» **Task goal**:
Can you duplicate every one of the rows below word for word, changing nothing?

(Collected data)
>>>>>
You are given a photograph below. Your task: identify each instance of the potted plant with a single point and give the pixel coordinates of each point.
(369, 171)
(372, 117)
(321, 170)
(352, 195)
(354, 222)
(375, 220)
<<<<<
» **Written solution**:
You are given a photograph below. Your task: identify each instance of the potted plant with a single point and give the pixel coordinates of each point.
(369, 171)
(372, 117)
(321, 170)
(352, 195)
(354, 222)
(375, 220)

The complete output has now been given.